Goal of the exercise:
Copy out all the items below, renaming "Labeling round 2" to "Labeling round 3" everywhere it occurs and leaving every other line as it is.

── Dataset records

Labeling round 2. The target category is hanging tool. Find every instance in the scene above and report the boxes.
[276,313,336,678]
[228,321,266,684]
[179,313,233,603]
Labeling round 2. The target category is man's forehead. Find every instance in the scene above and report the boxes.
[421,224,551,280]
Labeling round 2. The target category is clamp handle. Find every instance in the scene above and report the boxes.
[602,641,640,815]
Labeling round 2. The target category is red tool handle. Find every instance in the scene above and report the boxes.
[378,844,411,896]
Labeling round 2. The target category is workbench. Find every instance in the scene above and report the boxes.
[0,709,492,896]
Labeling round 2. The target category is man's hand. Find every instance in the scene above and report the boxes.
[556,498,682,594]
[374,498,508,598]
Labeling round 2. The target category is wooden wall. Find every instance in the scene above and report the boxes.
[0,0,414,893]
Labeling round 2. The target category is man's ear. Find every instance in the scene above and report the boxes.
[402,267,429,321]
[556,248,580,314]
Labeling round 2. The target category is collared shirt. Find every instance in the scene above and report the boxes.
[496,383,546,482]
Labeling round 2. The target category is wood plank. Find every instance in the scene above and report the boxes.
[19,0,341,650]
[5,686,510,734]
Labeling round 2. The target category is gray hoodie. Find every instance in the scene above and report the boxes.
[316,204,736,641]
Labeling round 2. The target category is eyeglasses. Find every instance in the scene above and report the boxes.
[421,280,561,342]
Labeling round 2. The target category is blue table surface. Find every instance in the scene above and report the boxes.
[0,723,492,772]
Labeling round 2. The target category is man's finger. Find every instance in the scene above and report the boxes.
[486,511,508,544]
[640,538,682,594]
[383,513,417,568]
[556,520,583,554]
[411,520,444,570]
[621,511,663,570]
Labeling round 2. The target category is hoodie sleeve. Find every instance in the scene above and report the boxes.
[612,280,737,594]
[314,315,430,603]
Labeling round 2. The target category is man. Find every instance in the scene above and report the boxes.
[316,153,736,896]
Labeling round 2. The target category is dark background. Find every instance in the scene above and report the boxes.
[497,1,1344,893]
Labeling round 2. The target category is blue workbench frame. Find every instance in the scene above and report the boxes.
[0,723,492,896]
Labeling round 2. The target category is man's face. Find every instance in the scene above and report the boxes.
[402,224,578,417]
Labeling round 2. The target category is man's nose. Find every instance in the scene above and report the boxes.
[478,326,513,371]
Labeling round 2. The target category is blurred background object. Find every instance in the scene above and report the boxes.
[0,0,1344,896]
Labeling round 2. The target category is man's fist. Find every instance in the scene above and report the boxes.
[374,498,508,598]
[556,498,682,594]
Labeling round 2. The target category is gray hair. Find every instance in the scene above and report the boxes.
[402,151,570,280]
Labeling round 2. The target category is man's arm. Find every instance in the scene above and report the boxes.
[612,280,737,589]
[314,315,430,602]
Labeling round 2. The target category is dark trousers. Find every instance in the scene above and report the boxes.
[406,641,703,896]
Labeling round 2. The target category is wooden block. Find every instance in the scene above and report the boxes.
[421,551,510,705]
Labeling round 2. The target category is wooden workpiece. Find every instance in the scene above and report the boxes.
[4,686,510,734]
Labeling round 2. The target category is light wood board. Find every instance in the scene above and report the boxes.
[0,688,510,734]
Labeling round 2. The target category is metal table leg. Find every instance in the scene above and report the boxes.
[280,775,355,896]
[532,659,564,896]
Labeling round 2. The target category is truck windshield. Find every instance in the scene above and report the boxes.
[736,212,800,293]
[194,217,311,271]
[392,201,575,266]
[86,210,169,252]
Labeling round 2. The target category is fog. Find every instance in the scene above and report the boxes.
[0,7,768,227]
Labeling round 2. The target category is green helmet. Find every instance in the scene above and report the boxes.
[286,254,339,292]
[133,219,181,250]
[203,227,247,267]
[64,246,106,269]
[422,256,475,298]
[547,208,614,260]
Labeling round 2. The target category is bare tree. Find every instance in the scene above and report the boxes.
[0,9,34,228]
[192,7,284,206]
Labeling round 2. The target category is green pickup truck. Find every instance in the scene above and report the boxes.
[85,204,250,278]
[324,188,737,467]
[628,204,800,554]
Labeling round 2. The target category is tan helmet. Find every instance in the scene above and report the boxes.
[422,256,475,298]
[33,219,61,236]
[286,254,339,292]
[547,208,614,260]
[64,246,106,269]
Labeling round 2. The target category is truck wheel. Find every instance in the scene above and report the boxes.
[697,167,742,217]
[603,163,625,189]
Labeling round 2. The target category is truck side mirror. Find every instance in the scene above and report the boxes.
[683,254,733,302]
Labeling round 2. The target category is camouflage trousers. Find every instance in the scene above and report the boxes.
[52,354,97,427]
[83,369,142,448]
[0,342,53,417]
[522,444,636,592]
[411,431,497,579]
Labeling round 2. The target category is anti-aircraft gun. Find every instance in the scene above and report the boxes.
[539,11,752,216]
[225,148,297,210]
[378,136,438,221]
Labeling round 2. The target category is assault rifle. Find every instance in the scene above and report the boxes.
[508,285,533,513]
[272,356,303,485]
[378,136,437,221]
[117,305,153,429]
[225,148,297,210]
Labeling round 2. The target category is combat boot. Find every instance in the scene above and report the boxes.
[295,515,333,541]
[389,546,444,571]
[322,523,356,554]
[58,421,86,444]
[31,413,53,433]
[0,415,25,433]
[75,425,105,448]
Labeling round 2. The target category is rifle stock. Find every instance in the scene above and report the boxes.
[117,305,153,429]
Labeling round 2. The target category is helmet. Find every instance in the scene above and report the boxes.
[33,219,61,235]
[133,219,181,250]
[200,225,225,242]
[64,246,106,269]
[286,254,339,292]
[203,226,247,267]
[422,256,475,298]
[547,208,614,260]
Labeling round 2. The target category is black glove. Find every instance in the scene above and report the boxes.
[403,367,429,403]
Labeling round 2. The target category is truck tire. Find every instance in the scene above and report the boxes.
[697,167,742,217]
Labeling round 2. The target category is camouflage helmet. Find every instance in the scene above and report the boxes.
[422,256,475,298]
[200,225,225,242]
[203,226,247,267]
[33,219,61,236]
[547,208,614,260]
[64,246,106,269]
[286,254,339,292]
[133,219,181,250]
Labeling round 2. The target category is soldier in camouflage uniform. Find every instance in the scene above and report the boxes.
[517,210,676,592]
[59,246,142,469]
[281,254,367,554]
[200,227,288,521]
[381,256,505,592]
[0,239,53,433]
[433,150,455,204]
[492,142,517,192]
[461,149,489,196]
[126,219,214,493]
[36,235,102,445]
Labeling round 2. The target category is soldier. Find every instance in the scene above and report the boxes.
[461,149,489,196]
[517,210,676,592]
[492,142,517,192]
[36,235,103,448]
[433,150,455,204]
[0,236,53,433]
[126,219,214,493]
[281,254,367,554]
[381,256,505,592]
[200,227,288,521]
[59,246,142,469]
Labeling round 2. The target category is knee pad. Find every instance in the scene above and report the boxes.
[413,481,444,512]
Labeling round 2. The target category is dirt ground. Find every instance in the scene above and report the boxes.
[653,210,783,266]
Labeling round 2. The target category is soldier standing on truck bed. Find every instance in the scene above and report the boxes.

────

Response below:
Labeling round 3. The target category is hanging tool. Find every instance in the scene above and report the boxes.
[276,313,336,678]
[228,321,266,684]
[179,313,233,603]
Labeling round 3. The target category is man's forehead. Find every instance in the scene above and report the boxes.
[421,224,551,280]
Labeling round 3. The target category is clamp handle. Find every instance in the scene above and report the boxes.
[602,641,640,815]
Labeling round 3. The target category is red tool handle. Find every instance in the scene above and report the boxes.
[378,844,411,896]
Labeling round 3. The target category is workbench. Find every instance in the scene above and report the boxes.
[0,709,492,896]
Labeling round 3. The target category is man's hand. Find every instance in the scene above and report the boxes.
[556,498,682,594]
[374,498,508,598]
Labeling round 3. The target category is wooden wall. Find every instance in the scene above and report the boxes.
[0,0,414,893]
Labeling round 3. The target category is man's ear. Find every instance in the scene above and report the boxes.
[402,267,429,321]
[556,248,580,314]
Labeling round 3. The target category is collared shirt. Find every instance in the scene above and report the boxes.
[496,383,546,482]
Labeling round 3. The target category is wood plank. Find every instance in the scene above and report the boxes.
[19,0,341,650]
[5,686,510,734]
Labeling round 3. The target category is gray hoodie. Find every instance in the scene above and report the boxes.
[316,204,736,641]
Labeling round 3. The target category is eyeglasses. Find every instance in the scene above and report the boxes.
[421,280,561,342]
Labeling round 3. The target category is blue table surface. Find every instance in the scene above and report the boxes.
[0,723,492,772]
Labeling round 3. The target category is man's finger. Find every instance in the scene above and report the boxes.
[486,511,508,544]
[640,538,682,594]
[383,513,417,568]
[556,520,583,554]
[411,520,444,570]
[621,511,663,570]
Labeling round 3. The target category is hoodie sleeve. Find every instance in the scene above and report the boxes.
[612,280,737,594]
[314,315,430,603]
Labeling round 3. The target category is man. Find every instance in the scene above and report the boxes.
[316,153,736,896]
Labeling round 3. The target category is dark background. Find every instance in the scene above and report the boxes.
[497,1,1344,893]
Labeling round 3. The target category is blue workbench frame. Find every instance in the scene above and report the boxes.
[0,723,492,896]
Labeling round 3. The target category is man's face. Find every instance in the scene above and report the boxes.
[402,224,578,417]
Labeling round 3. The target category is man's nose. Find every instance in the scene above and report the boxes.
[478,326,513,371]
Labeling round 3. The target category is blurred background object. Find every instance in the scene above and report the boxes.
[0,0,1344,896]
Labeling round 3. The target category is man's fist. Find every instance in the scene above and report the boxes.
[374,498,508,598]
[556,498,682,594]
Labeling round 3. The target category is gray hair. Find every instance in the scene above and report the boxes.
[402,151,570,280]
Labeling round 3. The target category is man's arm. Find every instance in the scene above and report the boxes.
[612,280,737,589]
[314,315,430,602]
Labeling round 3. The target category is dark trousers. Find every instance in the scene above and report the boxes.
[406,641,703,896]
Labeling round 3. The target category is wooden block. Find every instance in the scene above and report the boxes.
[421,551,510,705]
Labeling round 3. The target category is wooden workpiece. Find every instance in the scene above and report the boxes.
[4,686,510,734]
Labeling round 3. The target category is light wood board. Find every instance in the scene above and report the boxes.
[0,688,510,734]
Labeling round 3. The target category is metal table leg. Find every instance in the scene above and report the boxes.
[280,775,355,896]
[532,659,564,896]
Labeling round 3. The target category is truck windshield. Find every instance in the scene above and report the boxes.
[736,212,800,293]
[194,217,311,271]
[392,201,575,266]
[86,210,169,252]
Labeling round 3. The target category is fog. Find every instance in the scene above and report the boxes.
[0,7,768,227]
Labeling round 3. The target category is green helmet. Find every instance in the scene above and report the boxes.
[286,254,339,292]
[133,219,181,250]
[203,227,247,267]
[64,246,106,269]
[422,256,475,298]
[547,208,614,260]
Labeling round 3. The target category is bare tree. Find every instance in the scene above and report the boxes.
[0,9,34,228]
[192,7,284,206]
Labeling round 3. The target category is green pickup truck. Find every instance in the scene above and report the boxes.
[85,204,250,278]
[324,188,737,467]
[628,204,800,554]
Labeling round 3. The target category is tan helmet. Find every instance in the scene above and report the boxes.
[422,256,475,298]
[33,219,61,236]
[286,254,339,292]
[547,208,614,260]
[64,246,106,269]
Labeling round 3. The target category is truck wheel. Find every instance in the scene above and report the boxes.
[697,167,742,217]
[603,163,625,189]
Labeling round 3. The target category is truck side mirror. Find every instance in the scene above and report the boxes.
[683,254,733,302]
Labeling round 3. The target category is camouflage trousers. Find every instance in the scene above and report the boxes.
[52,354,97,427]
[83,369,142,448]
[0,342,53,417]
[522,444,636,592]
[411,431,497,579]
Labeling round 3. The target category is anti-aircraft gun. Find every instance in the scene above and report the boxes.
[539,11,752,216]
[225,148,297,210]
[378,136,438,221]
Labeling round 3. The target category is assault rifle. Find every instance in the scene above and report the boxes.
[508,285,533,513]
[272,356,303,485]
[378,136,437,221]
[117,305,153,429]
[225,148,297,210]
Labeling round 3. The target category is combat boot. Find every instance in the scene above and report the boxes.
[295,515,333,541]
[389,546,444,571]
[322,523,356,554]
[58,421,86,444]
[31,413,53,433]
[0,415,25,433]
[75,425,105,448]
Labeling round 3. The target category is rifle stock. Find every instance in the scene above and report the boxes.
[117,305,153,429]
Labeling round 3. The target category is helmet. Find every instance in the scene above and report the boxes.
[33,219,61,235]
[133,219,181,250]
[200,225,225,242]
[64,246,106,269]
[286,254,339,292]
[203,226,247,267]
[422,256,475,298]
[547,208,614,260]
Labeling round 3. The target category is black glove. Find every instance in the scene above and report the boxes.
[403,367,429,403]
Labeling round 3. The target category is truck tire. Find every instance in the scene above and report the boxes.
[697,167,742,217]
Labeling round 3. The target category is camouflage helmet. Find every instance in the scene above and report the boxes.
[422,256,475,298]
[200,225,225,242]
[203,226,247,267]
[33,219,61,236]
[547,208,614,260]
[64,246,106,269]
[286,254,339,292]
[133,219,181,250]
Labeling round 3. The target category is soldier in camouflage uniform. Find every instance in the scene above and report the boxes.
[517,210,676,592]
[59,246,142,469]
[281,254,367,554]
[200,227,288,521]
[381,256,505,592]
[0,239,53,433]
[433,150,455,204]
[492,142,517,192]
[461,149,489,196]
[126,219,214,493]
[36,235,102,445]
Labeling round 3. The target category is soldier. Find every instance in the scene above and report the boxes.
[461,149,489,196]
[517,210,676,592]
[492,142,517,192]
[36,235,103,448]
[433,150,455,204]
[0,236,53,433]
[126,219,214,493]
[281,254,367,554]
[381,256,505,592]
[200,227,288,521]
[59,246,142,469]
Labeling round 3. The target category is knee pad. Find every instance in the scene above and report the boxes.
[413,481,444,512]
Labeling round 3. The target category is dirt ground. Find every instance in the scene above and report the boxes.
[653,210,783,266]
Labeling round 3. The target category is soldier standing on truck bed. Find every instance in the scene above and report the boxes.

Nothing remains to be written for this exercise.